ACTION ITEM »
Starting with the first line of the material and going on through the line that contains "334L362 286L272 335L242", switch "rough mask" to "coarse mask" and give those lines again with nothing else changed. Leave the pictures out of your answer.

DATA SHOWN »

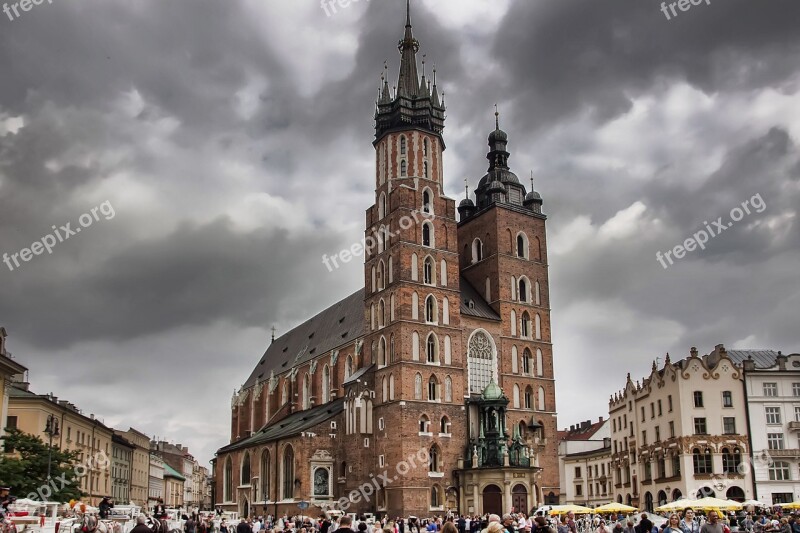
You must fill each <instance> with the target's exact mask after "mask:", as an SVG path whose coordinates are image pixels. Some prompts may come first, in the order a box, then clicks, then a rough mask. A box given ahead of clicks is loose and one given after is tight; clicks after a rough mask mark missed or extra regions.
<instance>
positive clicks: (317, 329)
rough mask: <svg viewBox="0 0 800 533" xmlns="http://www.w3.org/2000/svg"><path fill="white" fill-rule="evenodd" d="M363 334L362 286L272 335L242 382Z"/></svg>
mask: <svg viewBox="0 0 800 533" xmlns="http://www.w3.org/2000/svg"><path fill="white" fill-rule="evenodd" d="M363 335H364V289H361V290H359V291H358V292H355V293H353V294H351V295H350V296H348V297H347V298H345V299H344V300H341V301H339V302H337V303H336V304H334V305H332V306H331V307H329V308H328V309H326V310H324V311H322V312H321V313H319V314H318V315H317V316H315V317H313V318H311V319H309V320H307V321H306V322H304V323H302V324H300V325H299V326H297V327H296V328H294V329H292V330H291V331H289V332H288V333H286V334H285V335H283V336H281V337H278V338H277V339H275V342H273V343H272V344H270V346H269V348H267V351H266V352H265V353H264V355H263V356H262V357H261V359H260V360H259V362H258V364H257V365H256V367H255V369H254V370H253V372H252V373H251V374H250V377H249V378H247V381H246V382H245V383H244V388H245V389H247V388H249V387H252V386H253V385H255V384H256V381H257V380H260V381H266V380H267V379H269V376H270V372H272V371H274V372H275V375H276V376H277V375H279V374H281V373H283V372H286V371H288V370H290V369H291V368H292V367H293V366H296V365H298V364H303V363H305V362H307V361H310V360H312V359H314V358H315V357H319V356H320V355H322V354H324V353H326V352H329V351H331V350H333V349H336V348H337V347H339V346H343V345H345V344H348V343H350V342H353V341H354V340H355V339H357V338H359V337H361V336H363Z"/></svg>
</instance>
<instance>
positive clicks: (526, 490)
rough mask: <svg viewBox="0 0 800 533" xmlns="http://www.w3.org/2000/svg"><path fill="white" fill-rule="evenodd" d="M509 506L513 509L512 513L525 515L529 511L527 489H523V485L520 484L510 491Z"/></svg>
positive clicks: (521, 484)
mask: <svg viewBox="0 0 800 533" xmlns="http://www.w3.org/2000/svg"><path fill="white" fill-rule="evenodd" d="M511 505H512V506H513V507H514V510H513V511H512V512H513V513H525V514H527V513H528V511H530V509H528V489H526V488H525V485H522V484H521V483H520V484H517V485H514V488H513V489H511Z"/></svg>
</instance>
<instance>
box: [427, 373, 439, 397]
mask: <svg viewBox="0 0 800 533" xmlns="http://www.w3.org/2000/svg"><path fill="white" fill-rule="evenodd" d="M439 400H441V398H440V397H439V380H438V379H437V378H436V376H435V375H432V376H431V377H430V378H429V379H428V401H429V402H438V401H439Z"/></svg>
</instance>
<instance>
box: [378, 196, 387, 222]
mask: <svg viewBox="0 0 800 533" xmlns="http://www.w3.org/2000/svg"><path fill="white" fill-rule="evenodd" d="M385 216H386V194H385V193H381V196H380V199H379V200H378V220H383V218H384V217H385Z"/></svg>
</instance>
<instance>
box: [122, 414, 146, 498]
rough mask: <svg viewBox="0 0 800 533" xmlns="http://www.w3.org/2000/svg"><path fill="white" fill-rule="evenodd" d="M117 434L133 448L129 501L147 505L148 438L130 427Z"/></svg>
mask: <svg viewBox="0 0 800 533" xmlns="http://www.w3.org/2000/svg"><path fill="white" fill-rule="evenodd" d="M117 434H119V435H120V436H121V437H123V438H124V439H125V440H126V441H128V442H129V443H130V444H132V445H133V446H134V449H133V457H132V459H131V491H130V501H131V502H133V503H135V504H136V505H147V501H148V494H149V492H150V437H148V436H147V435H145V434H144V433H142V432H141V431H139V430H137V429H134V428H131V427H129V428H128V430H127V431H117Z"/></svg>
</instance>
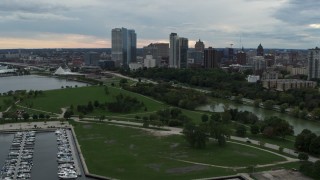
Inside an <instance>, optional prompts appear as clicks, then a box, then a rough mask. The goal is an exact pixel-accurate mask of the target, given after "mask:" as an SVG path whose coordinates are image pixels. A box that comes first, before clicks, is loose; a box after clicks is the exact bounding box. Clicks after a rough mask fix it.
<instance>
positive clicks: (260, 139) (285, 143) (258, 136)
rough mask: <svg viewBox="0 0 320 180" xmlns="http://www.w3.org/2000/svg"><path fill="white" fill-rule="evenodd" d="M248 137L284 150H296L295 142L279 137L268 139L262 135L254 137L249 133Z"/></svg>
mask: <svg viewBox="0 0 320 180" xmlns="http://www.w3.org/2000/svg"><path fill="white" fill-rule="evenodd" d="M248 137H249V138H250V139H253V140H257V141H261V142H264V143H269V144H274V145H278V146H280V147H283V148H288V149H294V141H295V140H289V139H282V138H279V137H274V138H268V137H265V136H263V135H262V134H257V135H252V134H250V133H248Z"/></svg>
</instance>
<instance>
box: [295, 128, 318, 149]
mask: <svg viewBox="0 0 320 180" xmlns="http://www.w3.org/2000/svg"><path fill="white" fill-rule="evenodd" d="M315 138H317V135H316V134H314V133H312V132H311V131H310V130H308V129H304V130H303V131H302V132H301V133H300V134H298V135H297V136H296V139H295V143H294V147H295V148H296V149H298V150H299V151H304V152H309V147H310V144H311V141H313V140H314V139H315Z"/></svg>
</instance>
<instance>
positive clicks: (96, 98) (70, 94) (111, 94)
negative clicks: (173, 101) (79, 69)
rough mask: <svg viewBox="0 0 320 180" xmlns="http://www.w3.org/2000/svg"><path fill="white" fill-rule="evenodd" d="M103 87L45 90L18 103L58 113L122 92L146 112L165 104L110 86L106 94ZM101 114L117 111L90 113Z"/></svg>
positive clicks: (45, 110)
mask: <svg viewBox="0 0 320 180" xmlns="http://www.w3.org/2000/svg"><path fill="white" fill-rule="evenodd" d="M104 88H105V87H104V86H90V87H79V88H67V89H59V90H51V91H45V92H44V95H42V96H39V97H37V98H34V99H28V100H25V101H24V102H22V103H20V105H22V106H27V105H30V104H32V108H34V109H40V110H44V111H49V112H55V113H60V109H61V108H62V107H69V106H70V105H73V106H74V108H76V107H77V105H86V104H88V102H89V101H92V103H93V102H94V101H95V100H98V101H99V102H100V103H105V102H111V101H113V100H114V96H116V95H118V94H120V93H122V94H124V95H129V96H131V97H137V98H138V99H139V100H140V101H142V102H143V103H144V104H145V106H146V107H147V112H150V111H156V110H159V109H162V108H163V107H164V106H165V105H163V104H161V103H159V102H157V101H155V100H153V99H151V98H148V97H145V96H142V95H139V94H136V93H132V92H129V91H126V90H123V89H120V88H116V87H111V86H108V88H109V94H108V95H107V94H105V92H104ZM139 112H145V111H144V109H141V110H140V111H138V112H130V113H139ZM101 114H105V115H117V113H111V112H107V111H106V110H95V111H94V112H93V113H92V115H101Z"/></svg>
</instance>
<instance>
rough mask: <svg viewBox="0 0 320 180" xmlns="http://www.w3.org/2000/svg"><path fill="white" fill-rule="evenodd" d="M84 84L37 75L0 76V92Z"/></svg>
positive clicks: (40, 89) (61, 79) (53, 88)
mask: <svg viewBox="0 0 320 180" xmlns="http://www.w3.org/2000/svg"><path fill="white" fill-rule="evenodd" d="M86 85H87V84H86V83H81V82H76V81H70V80H66V79H58V78H54V77H47V76H38V75H27V76H9V77H0V93H6V92H8V91H10V90H12V91H15V90H51V89H60V88H61V87H62V86H63V87H66V86H72V87H75V86H78V87H80V86H86Z"/></svg>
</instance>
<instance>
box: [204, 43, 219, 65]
mask: <svg viewBox="0 0 320 180" xmlns="http://www.w3.org/2000/svg"><path fill="white" fill-rule="evenodd" d="M204 67H205V68H217V67H218V53H217V51H216V50H215V49H213V48H212V47H209V48H208V49H205V50H204Z"/></svg>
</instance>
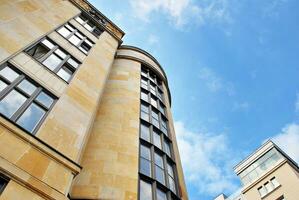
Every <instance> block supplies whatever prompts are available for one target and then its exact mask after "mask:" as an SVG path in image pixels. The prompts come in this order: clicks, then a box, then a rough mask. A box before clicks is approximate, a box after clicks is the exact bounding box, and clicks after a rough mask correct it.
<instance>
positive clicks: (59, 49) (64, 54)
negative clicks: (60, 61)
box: [55, 49, 66, 59]
mask: <svg viewBox="0 0 299 200" xmlns="http://www.w3.org/2000/svg"><path fill="white" fill-rule="evenodd" d="M55 53H56V54H57V55H58V56H59V57H60V58H62V59H64V58H65V57H66V54H65V53H64V52H63V51H61V50H60V49H56V50H55Z"/></svg>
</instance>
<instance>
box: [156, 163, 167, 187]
mask: <svg viewBox="0 0 299 200" xmlns="http://www.w3.org/2000/svg"><path fill="white" fill-rule="evenodd" d="M155 170H156V179H157V181H159V182H160V183H162V184H165V174H164V170H163V169H161V168H160V167H158V166H156V167H155Z"/></svg>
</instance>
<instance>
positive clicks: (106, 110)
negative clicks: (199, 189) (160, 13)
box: [0, 0, 188, 200]
mask: <svg viewBox="0 0 299 200" xmlns="http://www.w3.org/2000/svg"><path fill="white" fill-rule="evenodd" d="M123 36H124V32H123V31H122V30H121V29H120V28H119V27H117V26H116V25H115V24H114V23H113V22H112V21H111V20H109V19H108V18H107V17H105V16H104V15H103V14H102V13H101V12H100V11H99V10H98V9H97V8H95V7H94V6H93V5H92V4H90V3H89V2H88V1H86V0H1V2H0V66H1V67H0V89H1V92H0V115H1V116H0V143H1V150H0V199H1V200H2V199H5V200H25V199H26V200H27V199H30V200H40V199H57V200H58V199H61V200H62V199H64V200H66V199H87V200H88V199H94V200H95V199H115V200H121V199H128V200H135V199H140V200H151V199H153V200H176V199H178V200H187V199H188V196H187V191H186V186H185V183H184V176H183V170H182V166H181V161H180V156H179V152H178V146H177V142H176V137H175V131H174V127H173V119H172V114H171V107H170V106H171V95H170V90H169V87H168V82H167V77H166V74H165V72H164V70H163V68H162V67H161V65H160V64H159V62H158V61H157V60H156V59H155V58H154V57H153V56H152V55H150V54H149V53H147V52H146V51H144V50H142V49H139V48H137V47H133V46H127V45H122V39H123Z"/></svg>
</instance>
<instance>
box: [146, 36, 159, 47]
mask: <svg viewBox="0 0 299 200" xmlns="http://www.w3.org/2000/svg"><path fill="white" fill-rule="evenodd" d="M147 43H148V44H149V45H157V44H158V43H159V37H158V36H157V35H153V34H150V35H149V37H148V40H147Z"/></svg>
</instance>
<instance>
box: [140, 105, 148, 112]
mask: <svg viewBox="0 0 299 200" xmlns="http://www.w3.org/2000/svg"><path fill="white" fill-rule="evenodd" d="M141 111H143V112H145V113H148V112H149V109H148V106H147V105H145V104H141Z"/></svg>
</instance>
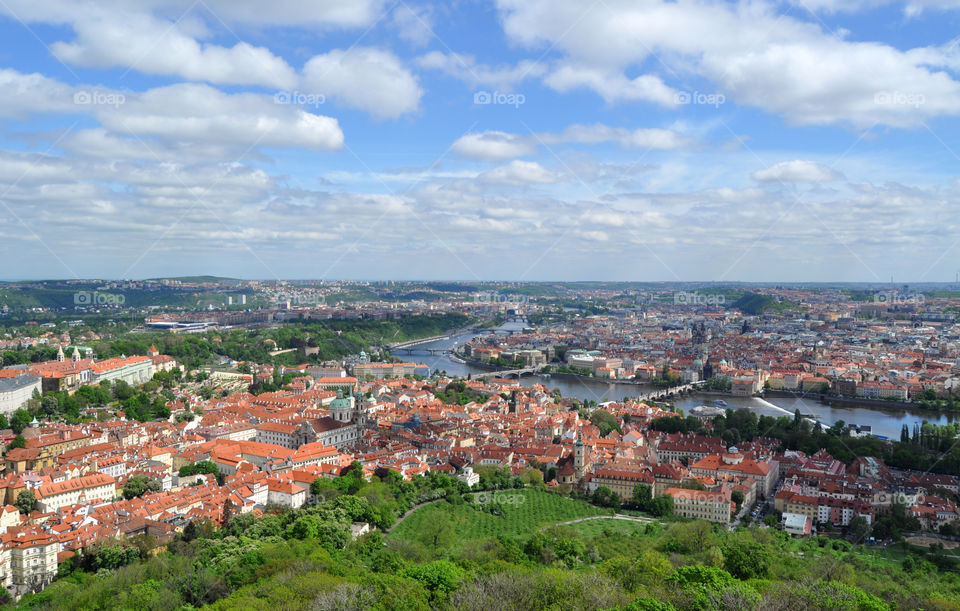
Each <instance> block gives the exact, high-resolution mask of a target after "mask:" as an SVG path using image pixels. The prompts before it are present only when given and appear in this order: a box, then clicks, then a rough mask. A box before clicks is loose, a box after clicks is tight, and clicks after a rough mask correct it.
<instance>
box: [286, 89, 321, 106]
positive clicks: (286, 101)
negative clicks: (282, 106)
mask: <svg viewBox="0 0 960 611" xmlns="http://www.w3.org/2000/svg"><path fill="white" fill-rule="evenodd" d="M273 103H274V104H284V105H289V104H292V105H294V106H313V107H314V108H316V107H318V106H320V105H321V104H326V103H327V96H325V95H323V94H322V93H304V92H302V91H278V92H276V93H275V94H273Z"/></svg>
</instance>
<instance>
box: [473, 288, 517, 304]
mask: <svg viewBox="0 0 960 611" xmlns="http://www.w3.org/2000/svg"><path fill="white" fill-rule="evenodd" d="M473 302H474V303H477V304H489V305H510V306H519V305H526V304H527V303H529V302H530V298H529V297H528V296H526V295H503V294H501V293H494V292H491V291H483V292H480V293H474V295H473Z"/></svg>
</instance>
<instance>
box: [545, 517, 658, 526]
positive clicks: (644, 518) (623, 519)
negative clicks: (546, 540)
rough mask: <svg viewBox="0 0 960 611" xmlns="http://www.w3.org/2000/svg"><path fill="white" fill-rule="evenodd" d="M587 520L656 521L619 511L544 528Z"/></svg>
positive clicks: (565, 525) (648, 523)
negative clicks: (609, 514) (620, 512)
mask: <svg viewBox="0 0 960 611" xmlns="http://www.w3.org/2000/svg"><path fill="white" fill-rule="evenodd" d="M587 520H627V521H628V522H639V523H641V524H649V523H651V522H656V520H654V519H653V518H640V517H637V516H628V515H624V514H622V513H618V514H615V515H612V516H589V517H586V518H577V519H576V520H569V521H567V522H558V523H556V524H550V525H548V526H544V528H550V527H552V526H567V525H568V524H577V523H578V522H586V521H587Z"/></svg>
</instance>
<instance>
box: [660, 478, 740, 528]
mask: <svg viewBox="0 0 960 611" xmlns="http://www.w3.org/2000/svg"><path fill="white" fill-rule="evenodd" d="M664 494H665V495H666V494H668V495H670V496H671V497H673V513H674V514H676V515H678V516H682V517H685V518H693V519H696V520H707V521H709V522H717V523H719V524H729V523H730V517H731V516H732V515H733V510H734V506H735V504H734V502H733V500H732V499H731V494H730V489H729V488H727V487H726V486H721V487H720V490H717V491H709V490H688V489H686V488H667V489H666V490H665V491H664Z"/></svg>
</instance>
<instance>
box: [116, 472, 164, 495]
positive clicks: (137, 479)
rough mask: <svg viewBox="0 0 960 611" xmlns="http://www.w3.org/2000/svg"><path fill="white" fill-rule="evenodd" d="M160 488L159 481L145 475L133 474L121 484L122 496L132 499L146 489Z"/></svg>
mask: <svg viewBox="0 0 960 611" xmlns="http://www.w3.org/2000/svg"><path fill="white" fill-rule="evenodd" d="M157 490H160V482H158V481H157V480H155V479H150V478H149V477H147V476H146V475H134V476H133V477H131V478H130V479H128V480H127V483H126V484H124V485H123V498H125V499H128V500H129V499H134V498H137V497H140V496H143V495H144V493H146V492H147V491H152V492H156V491H157Z"/></svg>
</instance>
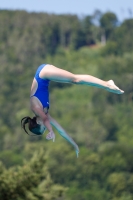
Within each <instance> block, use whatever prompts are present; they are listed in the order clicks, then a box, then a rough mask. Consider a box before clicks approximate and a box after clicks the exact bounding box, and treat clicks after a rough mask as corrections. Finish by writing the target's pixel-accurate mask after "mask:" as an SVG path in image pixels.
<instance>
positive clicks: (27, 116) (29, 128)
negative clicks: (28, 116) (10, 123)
mask: <svg viewBox="0 0 133 200" xmlns="http://www.w3.org/2000/svg"><path fill="white" fill-rule="evenodd" d="M26 124H28V128H29V130H30V131H31V132H32V130H33V129H34V128H38V126H39V125H38V124H37V122H36V117H33V118H30V117H28V116H27V117H23V118H22V119H21V127H22V128H23V129H24V131H25V132H26V133H27V134H28V135H30V134H29V133H28V131H27V130H26V127H25V125H26Z"/></svg>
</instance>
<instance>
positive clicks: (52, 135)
mask: <svg viewBox="0 0 133 200" xmlns="http://www.w3.org/2000/svg"><path fill="white" fill-rule="evenodd" d="M46 139H47V140H53V142H54V141H55V134H54V133H53V132H49V133H48V134H47V135H46Z"/></svg>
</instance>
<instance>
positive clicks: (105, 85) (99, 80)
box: [40, 65, 124, 94]
mask: <svg viewBox="0 0 133 200" xmlns="http://www.w3.org/2000/svg"><path fill="white" fill-rule="evenodd" d="M40 77H42V78H47V79H49V80H51V81H56V82H61V83H72V84H79V85H90V86H95V87H98V88H103V89H105V90H108V91H109V92H113V93H116V94H123V93H124V91H122V90H121V89H119V88H118V87H117V86H116V85H115V84H114V82H113V81H112V80H109V81H103V80H101V79H99V78H96V77H94V76H91V75H79V74H73V73H71V72H68V71H66V70H63V69H60V68H57V67H55V66H53V65H46V66H45V67H44V68H43V70H42V72H41V73H40Z"/></svg>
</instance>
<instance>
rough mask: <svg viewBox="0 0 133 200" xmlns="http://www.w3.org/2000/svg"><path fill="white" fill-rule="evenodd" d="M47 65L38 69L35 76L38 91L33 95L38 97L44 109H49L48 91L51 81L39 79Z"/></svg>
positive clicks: (48, 93)
mask: <svg viewBox="0 0 133 200" xmlns="http://www.w3.org/2000/svg"><path fill="white" fill-rule="evenodd" d="M45 65H46V64H42V65H40V66H39V67H38V69H37V71H36V74H35V79H36V81H37V83H38V87H37V90H36V92H35V94H33V95H32V96H31V97H33V96H35V97H37V98H38V99H39V100H40V102H41V103H42V105H43V108H46V107H47V108H49V91H48V86H49V80H48V79H42V78H40V77H39V73H40V71H41V70H42V69H43V67H45Z"/></svg>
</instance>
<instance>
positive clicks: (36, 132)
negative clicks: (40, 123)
mask: <svg viewBox="0 0 133 200" xmlns="http://www.w3.org/2000/svg"><path fill="white" fill-rule="evenodd" d="M45 130H46V127H45V126H43V125H39V124H38V126H37V127H36V128H33V129H32V132H33V133H34V134H36V135H42V134H43V133H44V132H45Z"/></svg>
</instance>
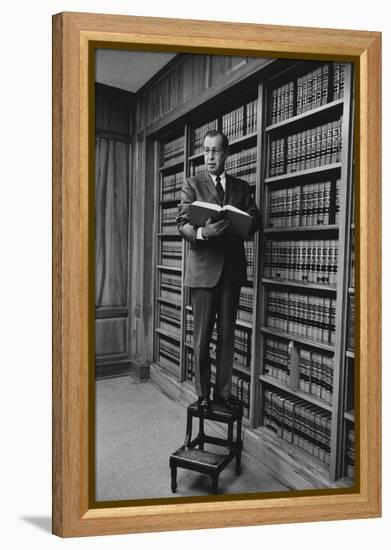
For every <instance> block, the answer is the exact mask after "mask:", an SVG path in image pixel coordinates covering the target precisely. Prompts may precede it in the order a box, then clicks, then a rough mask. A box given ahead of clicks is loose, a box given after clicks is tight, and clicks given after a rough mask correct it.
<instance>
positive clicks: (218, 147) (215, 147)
mask: <svg viewBox="0 0 391 550" xmlns="http://www.w3.org/2000/svg"><path fill="white" fill-rule="evenodd" d="M223 152H224V149H223V148H222V147H212V149H209V147H205V149H204V155H209V153H212V154H213V155H217V154H219V153H223Z"/></svg>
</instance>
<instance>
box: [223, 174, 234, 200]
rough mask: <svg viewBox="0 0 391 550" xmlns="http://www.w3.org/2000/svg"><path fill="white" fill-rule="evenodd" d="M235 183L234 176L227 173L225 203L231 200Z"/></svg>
mask: <svg viewBox="0 0 391 550" xmlns="http://www.w3.org/2000/svg"><path fill="white" fill-rule="evenodd" d="M233 184H234V180H233V177H232V176H230V175H229V174H227V172H226V173H225V196H224V204H229V203H230V202H229V201H230V200H231V195H232V191H233Z"/></svg>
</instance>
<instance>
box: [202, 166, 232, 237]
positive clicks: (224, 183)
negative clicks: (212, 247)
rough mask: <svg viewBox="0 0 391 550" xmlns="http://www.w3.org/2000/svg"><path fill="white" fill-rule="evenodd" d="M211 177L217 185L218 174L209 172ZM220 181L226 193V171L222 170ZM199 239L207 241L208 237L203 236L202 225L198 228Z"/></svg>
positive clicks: (213, 180) (220, 176)
mask: <svg viewBox="0 0 391 550" xmlns="http://www.w3.org/2000/svg"><path fill="white" fill-rule="evenodd" d="M209 175H210V177H211V178H212V180H213V183H214V184H215V186H216V178H217V176H215V175H214V174H209ZM220 183H221V187H222V188H223V189H224V193H225V172H222V173H221V174H220ZM197 239H201V240H202V241H206V240H207V239H205V238H204V237H203V236H202V227H199V228H198V229H197Z"/></svg>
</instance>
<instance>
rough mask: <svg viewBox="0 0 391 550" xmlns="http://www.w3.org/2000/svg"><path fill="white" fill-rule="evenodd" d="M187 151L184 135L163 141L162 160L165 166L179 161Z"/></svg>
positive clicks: (174, 163) (162, 147) (182, 157)
mask: <svg viewBox="0 0 391 550" xmlns="http://www.w3.org/2000/svg"><path fill="white" fill-rule="evenodd" d="M184 152H185V140H184V136H180V137H178V138H176V139H172V140H171V141H168V142H166V143H163V147H162V157H163V158H162V161H163V165H164V166H170V165H172V164H175V163H176V162H179V161H180V160H181V159H182V158H183V155H184Z"/></svg>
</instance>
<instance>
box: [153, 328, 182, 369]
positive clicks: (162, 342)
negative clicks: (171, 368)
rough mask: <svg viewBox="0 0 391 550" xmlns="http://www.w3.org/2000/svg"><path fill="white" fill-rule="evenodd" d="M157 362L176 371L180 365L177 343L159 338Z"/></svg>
mask: <svg viewBox="0 0 391 550" xmlns="http://www.w3.org/2000/svg"><path fill="white" fill-rule="evenodd" d="M158 362H159V364H160V365H162V366H165V367H168V368H172V367H174V368H175V370H177V368H178V366H179V364H180V349H179V345H178V342H175V340H173V339H171V338H165V337H163V336H159V340H158Z"/></svg>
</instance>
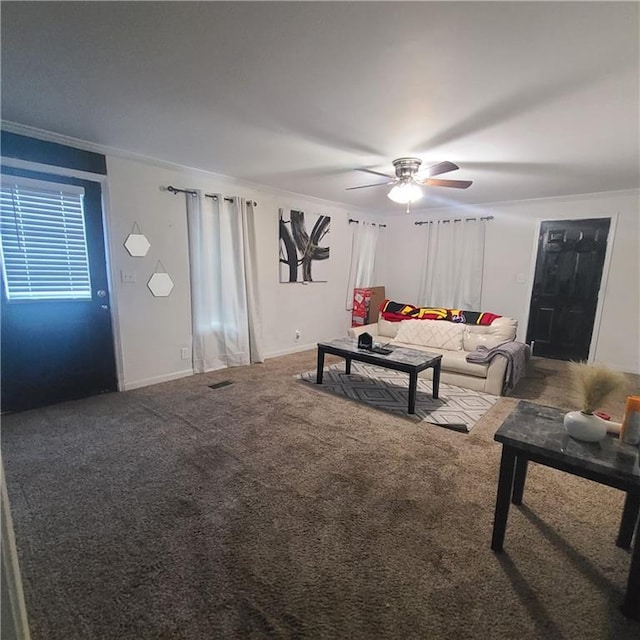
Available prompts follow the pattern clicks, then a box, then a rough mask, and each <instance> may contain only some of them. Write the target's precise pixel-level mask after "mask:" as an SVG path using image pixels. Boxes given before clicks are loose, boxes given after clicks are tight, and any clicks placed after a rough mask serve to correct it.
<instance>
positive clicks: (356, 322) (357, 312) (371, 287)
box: [351, 287, 385, 327]
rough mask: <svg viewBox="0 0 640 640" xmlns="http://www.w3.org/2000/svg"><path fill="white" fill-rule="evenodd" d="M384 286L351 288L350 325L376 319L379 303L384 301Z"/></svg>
mask: <svg viewBox="0 0 640 640" xmlns="http://www.w3.org/2000/svg"><path fill="white" fill-rule="evenodd" d="M384 299H385V293H384V287H366V288H360V289H354V290H353V309H352V311H351V326H352V327H361V326H362V325H364V324H370V323H372V322H376V321H377V320H378V311H379V310H380V305H381V304H382V303H383V302H384Z"/></svg>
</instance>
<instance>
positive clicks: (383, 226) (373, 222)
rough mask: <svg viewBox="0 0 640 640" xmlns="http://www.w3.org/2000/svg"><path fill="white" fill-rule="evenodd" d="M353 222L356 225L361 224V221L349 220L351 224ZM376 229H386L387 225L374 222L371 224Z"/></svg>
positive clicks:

WRITTEN RESPONSE »
You must fill each <instance> with the target's exact mask after "mask:", as an SVG path whose coordinates are image pixels. Some prompts may come first, in the order a box, then clicks, then a coarse mask. A box given ahead of clicks is loose and one given after is tight; clicks after a coarse mask mark missed or extra regions.
<instance>
positive clicks: (317, 329)
coarse mask: <svg viewBox="0 0 800 533" xmlns="http://www.w3.org/2000/svg"><path fill="white" fill-rule="evenodd" d="M363 334L362 286L272 335L242 382Z"/></svg>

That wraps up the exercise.